### STATED EXERCISE
Extract every line starting at the line that contains "the green bush" and ending with the final line of the data, inclusive; give only those lines, word for word.

╭──

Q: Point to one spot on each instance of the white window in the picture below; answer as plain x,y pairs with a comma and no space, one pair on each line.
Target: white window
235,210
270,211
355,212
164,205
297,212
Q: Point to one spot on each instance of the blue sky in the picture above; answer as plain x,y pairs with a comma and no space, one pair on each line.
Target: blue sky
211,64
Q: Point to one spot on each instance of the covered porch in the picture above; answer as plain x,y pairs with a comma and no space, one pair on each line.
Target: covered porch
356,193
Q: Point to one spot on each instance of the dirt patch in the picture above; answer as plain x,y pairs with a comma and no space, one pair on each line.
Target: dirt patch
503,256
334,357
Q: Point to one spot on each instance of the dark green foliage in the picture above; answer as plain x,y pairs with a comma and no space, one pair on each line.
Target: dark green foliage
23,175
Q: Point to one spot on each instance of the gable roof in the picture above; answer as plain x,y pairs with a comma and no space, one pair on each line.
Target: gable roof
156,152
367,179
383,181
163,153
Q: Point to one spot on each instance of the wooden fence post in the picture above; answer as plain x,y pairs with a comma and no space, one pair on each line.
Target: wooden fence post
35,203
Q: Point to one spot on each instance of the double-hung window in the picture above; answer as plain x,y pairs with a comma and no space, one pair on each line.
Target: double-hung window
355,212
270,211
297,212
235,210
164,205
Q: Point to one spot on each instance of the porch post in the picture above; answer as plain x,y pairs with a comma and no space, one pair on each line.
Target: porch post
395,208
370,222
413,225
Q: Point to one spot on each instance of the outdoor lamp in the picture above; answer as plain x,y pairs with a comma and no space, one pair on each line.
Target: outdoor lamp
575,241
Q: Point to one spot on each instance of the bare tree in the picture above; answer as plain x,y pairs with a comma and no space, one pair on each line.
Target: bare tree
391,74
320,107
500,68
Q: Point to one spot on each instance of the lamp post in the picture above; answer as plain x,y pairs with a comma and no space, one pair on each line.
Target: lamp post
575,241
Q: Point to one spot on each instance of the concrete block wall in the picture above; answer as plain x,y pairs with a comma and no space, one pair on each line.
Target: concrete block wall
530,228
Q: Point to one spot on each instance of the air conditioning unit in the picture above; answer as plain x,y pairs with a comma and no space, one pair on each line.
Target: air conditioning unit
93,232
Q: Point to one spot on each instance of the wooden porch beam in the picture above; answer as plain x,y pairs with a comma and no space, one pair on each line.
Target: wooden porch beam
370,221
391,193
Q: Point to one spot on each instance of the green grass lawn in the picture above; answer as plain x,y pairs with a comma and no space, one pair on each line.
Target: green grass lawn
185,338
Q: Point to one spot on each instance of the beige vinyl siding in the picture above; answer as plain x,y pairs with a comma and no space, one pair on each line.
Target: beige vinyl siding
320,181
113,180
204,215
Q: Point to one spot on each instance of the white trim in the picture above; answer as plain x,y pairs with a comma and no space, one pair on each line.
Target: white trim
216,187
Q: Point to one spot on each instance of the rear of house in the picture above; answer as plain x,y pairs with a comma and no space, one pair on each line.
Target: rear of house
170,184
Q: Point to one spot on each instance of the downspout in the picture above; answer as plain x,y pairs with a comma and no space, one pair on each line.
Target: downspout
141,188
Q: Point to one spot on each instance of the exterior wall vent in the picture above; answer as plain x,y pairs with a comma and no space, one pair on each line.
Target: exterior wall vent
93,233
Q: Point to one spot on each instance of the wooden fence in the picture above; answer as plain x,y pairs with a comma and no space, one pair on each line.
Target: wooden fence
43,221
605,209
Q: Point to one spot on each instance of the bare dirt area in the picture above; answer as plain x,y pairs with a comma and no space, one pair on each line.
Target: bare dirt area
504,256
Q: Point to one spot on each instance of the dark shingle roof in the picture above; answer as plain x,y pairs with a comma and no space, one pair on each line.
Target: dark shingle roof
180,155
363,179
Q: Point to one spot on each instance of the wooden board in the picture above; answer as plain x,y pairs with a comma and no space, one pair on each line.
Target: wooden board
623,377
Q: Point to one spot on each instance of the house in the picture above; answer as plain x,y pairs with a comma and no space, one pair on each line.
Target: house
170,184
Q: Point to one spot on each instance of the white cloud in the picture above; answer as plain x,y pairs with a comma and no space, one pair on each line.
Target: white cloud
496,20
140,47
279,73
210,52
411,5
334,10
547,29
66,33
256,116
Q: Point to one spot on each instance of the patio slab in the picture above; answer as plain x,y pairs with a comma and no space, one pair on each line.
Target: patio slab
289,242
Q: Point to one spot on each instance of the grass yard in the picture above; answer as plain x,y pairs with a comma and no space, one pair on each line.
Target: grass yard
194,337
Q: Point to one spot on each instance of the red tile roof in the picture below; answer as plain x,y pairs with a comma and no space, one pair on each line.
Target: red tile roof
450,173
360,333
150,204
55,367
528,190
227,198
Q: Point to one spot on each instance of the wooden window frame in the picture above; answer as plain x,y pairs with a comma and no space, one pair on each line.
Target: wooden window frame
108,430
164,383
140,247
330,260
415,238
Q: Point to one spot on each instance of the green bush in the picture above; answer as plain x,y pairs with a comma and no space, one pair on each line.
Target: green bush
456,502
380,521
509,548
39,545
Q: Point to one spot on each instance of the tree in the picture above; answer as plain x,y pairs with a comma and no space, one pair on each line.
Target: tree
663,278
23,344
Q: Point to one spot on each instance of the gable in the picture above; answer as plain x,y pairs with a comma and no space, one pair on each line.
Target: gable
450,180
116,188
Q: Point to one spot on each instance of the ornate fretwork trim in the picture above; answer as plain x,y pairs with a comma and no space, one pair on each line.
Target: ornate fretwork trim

╰──

### RESULT
Q: Point to one spot on each instance of the green bush in the picture above; answer as plain x,y pairs with a comma and no space, one pair on each line.
Target: green bush
456,502
380,521
509,548
39,545
Q: Point to one spot on each instance of the tree in the picture above; answer as plain x,y pairs with a comma and no space, one pair on each line.
Target: tree
663,278
23,344
Q: Point to one spot on each instance of the gable in the picture above; answer as plain x,y pairs with a comma and no space, one pair on each line.
Target: gable
450,180
116,188
Q: Point to one spot on each instance of the ornate fretwork trim in the picture above; answer as plain x,y pairs with a comma and no space, one pair on each line.
Target: ornate fretwork trim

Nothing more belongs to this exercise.